▶ _EXTRAIT_:
◇ ◇ ◇ ◇
Quand les medias veulent surprendre...

au lieu d' enseigner, et sont pris au piège de leur superficialité. D'où le hiatus profond avec le Saint-Père. Réflexion d'un lecteur, C.J, qui part de la récente programmation de France 3 (l'ombre d'un doute), et du livre sur l'Enfance de Jésus (29/12/2012)

     

Vous avez raison de dire ce que vous dites dans l’article « Ne laissons pas le pape seul», Monique a également raison de s’indigner au sujet d’émissions, comme celle de France 3 (cf. Qui était Jésus (suite)), concernant l’historicité de Noël.
Vos deux prises de position sont complémentaires et bien au-delà du thème commun de « l’oubli » du pape et de ses ouvrages, elles mettent le doigt sur les manquements d’un système médiatique qui ne cesse de dériver au rythme des ruptures qu’il cultive mais en sciant la branche sur laquelle il est assis.

De fait, ces « oublis » me semblent caractéristiques d’une société vouée à la consommation et qui a besoin d’un vernis de culture pour légitimer ce qu’elle fait, et dont les élites et autres rouages médiatiques ne cessent de rompre avec ce qui n’alimente pas le système et son vernis : donc, quand on ne dénigre pas ce qui n’alimente pas le système, on « l’oublie ». Ceci vaut pour un ensemble fort hétéroclite de personnes et de choses, par exemple le pape, mais aussi les pauvres, les malades, la persévérance, l’esprit critique etc. A vrai dire, la machine me semble « utiliser » et « oublier » alternativement à peu près tout le monde.

L’émission de France 3 exprime tous ces problèmes, et pas seulement lorsqu’il s’agit de l’Histoire de Jésus.
J’ai observé que, sur bien d’autres sujets, et souvent plus faciles à traiter, en Histoire médiévale, moderne ou contemporaine, elle donne un récit apparemment exact quant à la chronologie mais dans une méconnaissance de l’arrière-plan culturel qui fausse automatiquement le contenu de l’émission.
Par exemple dans tel programme sur l’élimination des Templiers, où les explications à donner reposent sur la manière dont le roi de France entendait alors exercer son pouvoir, le vocabulaire concernant ce pouvoir était pauvre, jamais expliqué et souvent anachronique avec la répétition du qualificatif « absolu » qui caractérise une forme de monarchie théorisée puis mise en œuvre bien plus tard. Quant à évoquer, même très simplement, les heurs et malheurs de la construction de l’Etat : rien ou à peu près… comme si l’Etat était né et avait grandi en toute quiétude, intervenant comme un Zorro de l’Histoire, de France en l’occurrence.
Tout cela parce que la problématique de l’émission n’est pas d’apprendre, d’instruire, mais de surprendre : le vernis flou qui recouvre l’esprit du téléspectateur au départ (il a vaguement entendu parler du sujet) est remplacé par un autre vernis, très flou, à la sortie, mais cela marche parce que cela surprend.
◇ ◇ ◇ ◇
▶ _DONNÉES_:
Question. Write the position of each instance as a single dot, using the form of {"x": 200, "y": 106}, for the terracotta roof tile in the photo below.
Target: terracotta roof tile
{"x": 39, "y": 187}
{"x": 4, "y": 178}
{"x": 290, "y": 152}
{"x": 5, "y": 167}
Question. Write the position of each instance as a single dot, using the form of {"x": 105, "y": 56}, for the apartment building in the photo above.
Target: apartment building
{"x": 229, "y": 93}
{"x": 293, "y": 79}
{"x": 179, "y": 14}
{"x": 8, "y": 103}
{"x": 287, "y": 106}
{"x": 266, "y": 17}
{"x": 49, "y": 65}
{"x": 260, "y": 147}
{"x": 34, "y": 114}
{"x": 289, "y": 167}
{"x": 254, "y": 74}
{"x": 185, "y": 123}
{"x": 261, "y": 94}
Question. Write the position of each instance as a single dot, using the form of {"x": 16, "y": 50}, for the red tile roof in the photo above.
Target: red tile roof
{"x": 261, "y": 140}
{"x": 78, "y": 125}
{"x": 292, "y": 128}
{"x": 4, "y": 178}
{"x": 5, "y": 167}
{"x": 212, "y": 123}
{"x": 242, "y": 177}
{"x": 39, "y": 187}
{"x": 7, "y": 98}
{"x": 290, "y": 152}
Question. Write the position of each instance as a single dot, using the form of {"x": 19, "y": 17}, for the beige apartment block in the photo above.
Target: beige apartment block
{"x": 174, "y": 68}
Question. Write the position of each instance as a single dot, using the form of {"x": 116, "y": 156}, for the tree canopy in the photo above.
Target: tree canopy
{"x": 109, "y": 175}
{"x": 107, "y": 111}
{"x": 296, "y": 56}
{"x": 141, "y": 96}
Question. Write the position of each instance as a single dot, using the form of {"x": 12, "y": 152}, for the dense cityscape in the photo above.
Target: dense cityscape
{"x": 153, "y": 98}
◇ ◇ ◇ ◇
▶ _CONSIGNE_:
Pour chaque affirmation ci-dessous, dites si elle concorde avec l'extrait en répondant par oui ou par non, puis citez mot pour mot le passage qui tranche.
(a) Le programme sur l'élimination des Templiers répétait le qualificatif « absolu » pour désigner la monarchie.
(b) L'émission de France 3 cherche avant tout à instruire le téléspectateur.
(c) Sur d'autres sujets historiques, l'émission présente une chronologie erronée.

▶ _RÉPONSE_:
(a) Oui : « souvent anachronique avec la répétition du qualificatif « absolu » ».
(b) Non : « la problématique de l’émission n’est pas d’apprendre, d’instruire, mais de surprendre ».
(c) Non : « elle donne un récit apparemment exact quant à la chronologie ».